DATA EXTRACTS Start Marker

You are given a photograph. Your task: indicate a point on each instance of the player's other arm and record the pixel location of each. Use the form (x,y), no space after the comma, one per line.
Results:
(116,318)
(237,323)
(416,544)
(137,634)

DATA EXTRACTS End Marker
DATA EXTRACTS Start Marker

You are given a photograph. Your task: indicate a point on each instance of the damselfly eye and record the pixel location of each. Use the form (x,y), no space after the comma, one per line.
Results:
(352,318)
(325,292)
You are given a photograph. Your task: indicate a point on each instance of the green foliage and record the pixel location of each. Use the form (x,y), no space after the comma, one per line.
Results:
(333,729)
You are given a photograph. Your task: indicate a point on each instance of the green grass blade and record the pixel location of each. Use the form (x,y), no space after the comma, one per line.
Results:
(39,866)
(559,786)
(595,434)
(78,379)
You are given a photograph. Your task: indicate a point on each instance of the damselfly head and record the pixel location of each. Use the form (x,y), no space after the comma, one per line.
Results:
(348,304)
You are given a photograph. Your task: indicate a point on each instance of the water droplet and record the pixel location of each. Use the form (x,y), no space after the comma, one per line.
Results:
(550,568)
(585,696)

DATA EXTRACTS End Marker

Count how many lines in the records above hold the word "damselfly", and answer with that number alone.

• **RESPONSE AREA**: 2